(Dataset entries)
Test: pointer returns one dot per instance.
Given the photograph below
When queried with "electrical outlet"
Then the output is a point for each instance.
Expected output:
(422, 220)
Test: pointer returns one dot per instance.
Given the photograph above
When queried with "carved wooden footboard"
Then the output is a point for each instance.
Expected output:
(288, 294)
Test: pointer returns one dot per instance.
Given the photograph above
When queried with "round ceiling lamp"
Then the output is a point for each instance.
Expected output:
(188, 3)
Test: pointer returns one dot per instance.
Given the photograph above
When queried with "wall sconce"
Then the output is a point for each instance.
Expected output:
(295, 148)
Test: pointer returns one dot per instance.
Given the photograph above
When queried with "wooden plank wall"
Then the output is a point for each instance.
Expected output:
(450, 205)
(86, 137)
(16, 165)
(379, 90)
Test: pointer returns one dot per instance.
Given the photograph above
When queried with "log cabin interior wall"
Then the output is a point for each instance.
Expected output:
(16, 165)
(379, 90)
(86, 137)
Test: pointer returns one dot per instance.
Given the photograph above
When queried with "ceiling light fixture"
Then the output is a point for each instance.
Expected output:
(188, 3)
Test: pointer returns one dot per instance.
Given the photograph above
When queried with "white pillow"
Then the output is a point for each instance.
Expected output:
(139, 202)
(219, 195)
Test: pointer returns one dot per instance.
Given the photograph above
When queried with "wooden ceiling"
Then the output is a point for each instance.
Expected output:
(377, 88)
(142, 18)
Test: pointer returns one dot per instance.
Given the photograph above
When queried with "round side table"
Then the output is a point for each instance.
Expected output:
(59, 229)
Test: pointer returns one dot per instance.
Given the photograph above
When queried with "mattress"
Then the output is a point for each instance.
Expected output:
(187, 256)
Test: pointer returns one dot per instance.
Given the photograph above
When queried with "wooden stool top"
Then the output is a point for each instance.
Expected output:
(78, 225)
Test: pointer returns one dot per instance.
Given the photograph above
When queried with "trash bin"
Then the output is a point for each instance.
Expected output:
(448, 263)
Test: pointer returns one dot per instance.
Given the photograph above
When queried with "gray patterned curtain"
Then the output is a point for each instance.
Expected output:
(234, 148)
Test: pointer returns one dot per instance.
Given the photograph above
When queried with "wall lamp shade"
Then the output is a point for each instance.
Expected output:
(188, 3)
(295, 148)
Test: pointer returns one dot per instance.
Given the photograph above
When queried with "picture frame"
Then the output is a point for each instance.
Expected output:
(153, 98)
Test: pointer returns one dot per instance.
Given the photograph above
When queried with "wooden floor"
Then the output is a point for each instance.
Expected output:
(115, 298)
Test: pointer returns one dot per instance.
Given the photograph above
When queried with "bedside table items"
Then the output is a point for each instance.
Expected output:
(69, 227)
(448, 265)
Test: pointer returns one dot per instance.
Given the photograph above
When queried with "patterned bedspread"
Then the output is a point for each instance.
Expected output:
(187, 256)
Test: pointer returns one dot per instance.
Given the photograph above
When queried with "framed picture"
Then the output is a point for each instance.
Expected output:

## WORK INSTRUCTION
Every line above should be printed again exactly as it stands.

## WRITTEN ANSWER
Test: pointer returns one dot per instance.
Given the photograph below
When queried with "electrical outlet"
Then the output is a point for each instance.
Expected output:
(422, 220)
Test: pointer returns one dot per instance.
Given the photograph above
When queried with "carved wooden footboard"
Then the output is a point for each instance.
Expected output:
(288, 294)
Test: pointer returns one dot per instance.
Given the photograph above
When queried with "round ceiling lamp"
Then the output is a point for each instance.
Expected output:
(188, 3)
Test: pointer returns one dot per instance.
Given the photograph above
When queried with "wall sconce"
Then the output is a point for each instance.
Expected output:
(295, 148)
Test: pointer returns one dot per instance.
Given the photograph above
When queried with "wooden plank wall"
Then the output is a point for each instance.
Expected output:
(450, 205)
(86, 137)
(16, 165)
(379, 90)
Test: pointer returns one dot per instance.
Given the photograph above
When queried with "log cabin interior wall"
Then the output is a point for each instance.
Expected output:
(16, 165)
(379, 90)
(86, 137)
Test: pointer returns one dot per instance.
Given the photograph above
When queried with "ceiling light fixture"
Then the output is a point for each instance.
Expected output:
(188, 3)
Test: pointer returns one dot per instance.
Given the photograph above
When queried with "white pillow"
Then the output is a point for each instance.
Expected output:
(139, 202)
(219, 195)
Test: pointer returns one dot per instance.
Given the photograph above
When queried with "wooden ceiling"
Then the output is a point for each instance.
Expected output:
(377, 88)
(142, 18)
Test: pointer returns one dot per instance.
Given the photograph above
When queried with "round side table"
Then the output is a point for each instance.
Expected output:
(59, 229)
Test: pointer returns one dot per instance.
Given the photograph above
When queried with "mattress"
Then the output is a point for each instance.
Expected output:
(187, 256)
Test: pointer returns one dot per instance.
Given the photograph above
When queried with "wooden stool top"
Then the output is a point for each instance.
Expected output:
(78, 225)
Test: pointer returns one dot per instance.
Given the photograph above
When queried with "trash bin"
Then the output is a point for each instance.
Expected output:
(448, 263)
Test: pointer returns one dot per instance.
Given the photograph above
When queried with "gray patterned curtain"
Then the output is a point for each instance.
Expected output:
(234, 148)
Test: pointer returns one dot per instance.
Given the photograph above
When queried with "wall lamp shade"
Then the output is a point for each instance.
Expected output:
(188, 3)
(295, 148)
Test: pointer returns one dot per instance.
Given the photograph above
When queried with "picture frame"
Then the output is a point for each instance.
Expected output:
(153, 98)
Test: pointer returns one dot per instance.
Given the photograph above
When queried with "wooden floor"
Then the output is a point for each instance.
Expected output:
(115, 298)
Test: pointer returns one dot per instance.
Given the photograph above
When queried with "bedside table items"
Then the output is a point for each instance.
Expected output:
(69, 227)
(448, 265)
Test: pointer returns one dot per instance.
Given the photograph above
When queried with "patterned bedspread"
Then the output is a point for each instance.
Expected output:
(187, 256)
Test: pointer returns one dot per instance.
Given the photograph above
When queried with "framed picture"
Then the output is a point for each instance.
Expected output:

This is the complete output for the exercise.